Write out every one of the records below word for word, but omit the pictures.

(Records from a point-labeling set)
_ _ _ _ _ _ _
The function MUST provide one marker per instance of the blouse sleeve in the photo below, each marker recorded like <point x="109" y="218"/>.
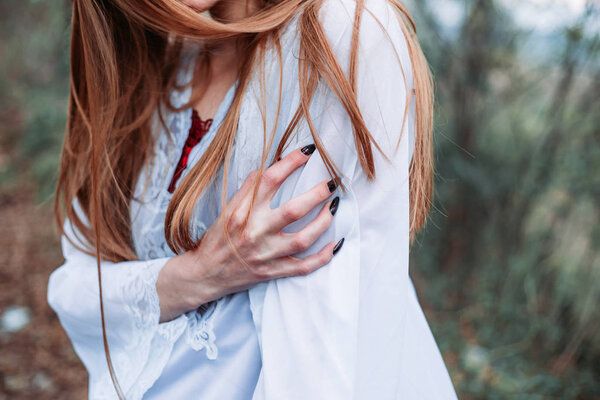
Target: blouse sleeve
<point x="337" y="332"/>
<point x="139" y="345"/>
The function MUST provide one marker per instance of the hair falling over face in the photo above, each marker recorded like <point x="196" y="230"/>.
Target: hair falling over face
<point x="123" y="63"/>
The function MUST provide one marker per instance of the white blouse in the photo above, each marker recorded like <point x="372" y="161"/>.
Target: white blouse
<point x="351" y="330"/>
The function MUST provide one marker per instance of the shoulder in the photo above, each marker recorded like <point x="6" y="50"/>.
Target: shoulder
<point x="380" y="28"/>
<point x="378" y="22"/>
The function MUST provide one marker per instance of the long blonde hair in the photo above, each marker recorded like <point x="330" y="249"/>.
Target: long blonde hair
<point x="123" y="64"/>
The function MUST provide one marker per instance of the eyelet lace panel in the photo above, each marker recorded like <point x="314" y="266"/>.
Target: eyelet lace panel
<point x="199" y="333"/>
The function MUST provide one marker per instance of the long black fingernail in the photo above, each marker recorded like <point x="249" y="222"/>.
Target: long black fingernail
<point x="334" y="204"/>
<point x="308" y="149"/>
<point x="332" y="185"/>
<point x="338" y="246"/>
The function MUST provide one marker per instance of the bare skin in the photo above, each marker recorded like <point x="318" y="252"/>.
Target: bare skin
<point x="213" y="269"/>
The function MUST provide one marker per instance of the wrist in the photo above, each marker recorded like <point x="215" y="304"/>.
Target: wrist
<point x="177" y="288"/>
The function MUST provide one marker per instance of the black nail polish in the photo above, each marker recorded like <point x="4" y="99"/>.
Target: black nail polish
<point x="308" y="150"/>
<point x="334" y="204"/>
<point x="338" y="246"/>
<point x="332" y="185"/>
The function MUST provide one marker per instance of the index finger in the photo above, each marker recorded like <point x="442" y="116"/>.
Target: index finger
<point x="274" y="176"/>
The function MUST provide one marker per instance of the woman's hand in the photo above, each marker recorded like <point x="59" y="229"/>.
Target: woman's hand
<point x="214" y="269"/>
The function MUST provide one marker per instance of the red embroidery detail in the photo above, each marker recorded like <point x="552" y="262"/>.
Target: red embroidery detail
<point x="197" y="131"/>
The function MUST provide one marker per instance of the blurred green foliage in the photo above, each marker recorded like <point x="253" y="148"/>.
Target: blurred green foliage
<point x="34" y="66"/>
<point x="509" y="263"/>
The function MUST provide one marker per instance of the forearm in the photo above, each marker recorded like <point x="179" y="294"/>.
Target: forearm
<point x="178" y="288"/>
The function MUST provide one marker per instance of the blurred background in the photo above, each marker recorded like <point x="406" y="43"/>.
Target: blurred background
<point x="508" y="267"/>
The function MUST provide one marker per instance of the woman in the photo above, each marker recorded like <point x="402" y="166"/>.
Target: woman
<point x="186" y="276"/>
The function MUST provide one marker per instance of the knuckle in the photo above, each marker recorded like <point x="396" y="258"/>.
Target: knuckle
<point x="303" y="269"/>
<point x="269" y="179"/>
<point x="290" y="212"/>
<point x="247" y="237"/>
<point x="300" y="242"/>
<point x="260" y="272"/>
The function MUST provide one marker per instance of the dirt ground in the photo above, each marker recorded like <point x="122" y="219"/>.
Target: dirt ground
<point x="38" y="361"/>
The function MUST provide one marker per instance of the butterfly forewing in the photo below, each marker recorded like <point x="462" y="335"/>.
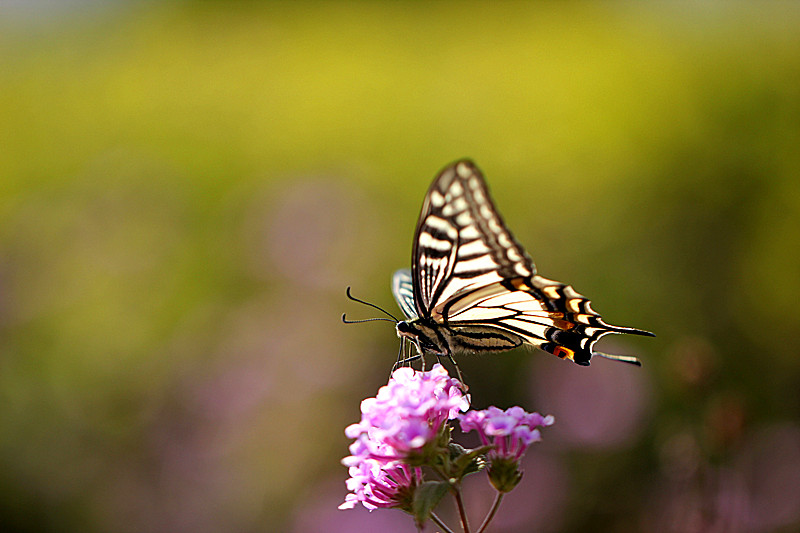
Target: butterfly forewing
<point x="461" y="241"/>
<point x="403" y="291"/>
<point x="472" y="287"/>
_ _ _ _ _ _ _
Complete response
The function MUST provide one marker per instance of the blouse sleeve in the photo below, each marker recorded like <point x="109" y="218"/>.
Target: blouse sleeve
<point x="337" y="332"/>
<point x="139" y="345"/>
The function MUST provide one marker per instance of the hair falling over face in the photo above, each marker recorded like <point x="196" y="230"/>.
Target: hair falling over face
<point x="123" y="63"/>
The function MUST provide one marker per instance of the white blouse in the photo above, each marker recorded like <point x="372" y="161"/>.
Target: white blouse
<point x="351" y="330"/>
The function MUST provide one marker per instance of the shoulder in the photo above, each marker recorded like <point x="6" y="50"/>.
Target: shoulder
<point x="380" y="28"/>
<point x="378" y="22"/>
The function MUST provide one marker per instance of the long blonde hair in the photo above, each marker recorded like <point x="330" y="249"/>.
Target: long blonde hair
<point x="123" y="64"/>
The function MUST provide one marker per instance of the eyelet lace panel in the photo above, each marker recorded like <point x="314" y="266"/>.
Target: eyelet lace panel
<point x="199" y="333"/>
The function MUST provide one marker per instance of the long black fingernail in the photo above, each marker recorded like <point x="249" y="222"/>.
Target: long black fingernail
<point x="334" y="204"/>
<point x="308" y="149"/>
<point x="332" y="185"/>
<point x="338" y="246"/>
The function MUST provide one marker per instance of the bare skin in the photo above, each marker recorded like <point x="318" y="252"/>.
Target: bare skin
<point x="213" y="269"/>
The function MUST provide one marker per instance of the wrist in the photo above, each marker recorded like <point x="215" y="304"/>.
Target: wrist
<point x="177" y="288"/>
The function MUST provide one marker per instance of the black nail polish in the photo above, each marker recorded like <point x="4" y="99"/>.
Target: black nail polish
<point x="308" y="150"/>
<point x="334" y="204"/>
<point x="338" y="246"/>
<point x="332" y="185"/>
The function MUST provide one marker per instance of the index finger in the photo above, each marker recorded like <point x="442" y="116"/>.
Target: index finger
<point x="274" y="176"/>
The function MUST provide one marker per instance of the woman's hand in the photo above, each marker recorded like <point x="59" y="229"/>.
Target: woman's hand
<point x="214" y="269"/>
The function MUST provide one marker per instance of the red embroidery detail in the photo above, each marker recorded like <point x="552" y="262"/>.
Target: red embroidery detail
<point x="197" y="131"/>
The function MUST provide one marker per instance of the blurred green foliage in the photo above, each marker recorded like <point x="253" y="148"/>.
Target: blurred green foliage
<point x="34" y="66"/>
<point x="509" y="263"/>
The function MUST provide one marker per instance of the forearm in the photo above, each marker recorded like <point x="179" y="294"/>.
Target: forearm
<point x="178" y="288"/>
The function MUST provide one marker per instance of the blurred background in the photo above, each marker recorded like <point x="406" y="43"/>.
Target: blurred background
<point x="508" y="267"/>
The function MUST provide one marker per instance of the woman in the photo above, each marker recorded like <point x="402" y="166"/>.
Target: woman
<point x="186" y="276"/>
The function MUST provide one marker per instance of the knuckle in the photo above, each marker recorded like <point x="396" y="258"/>.
Target: knuckle
<point x="303" y="269"/>
<point x="269" y="179"/>
<point x="290" y="212"/>
<point x="247" y="237"/>
<point x="300" y="242"/>
<point x="260" y="272"/>
The function MUST provide one marker per instance of the dirt ground in the photo above, each marker recorded like <point x="122" y="219"/>.
Target: dirt ground
<point x="38" y="361"/>
The function MUST provide one marker per instance of the butterfly forewing in the photo below, each marker recorded like <point x="462" y="335"/>.
Target: butterfly forewing
<point x="461" y="241"/>
<point x="403" y="291"/>
<point x="472" y="287"/>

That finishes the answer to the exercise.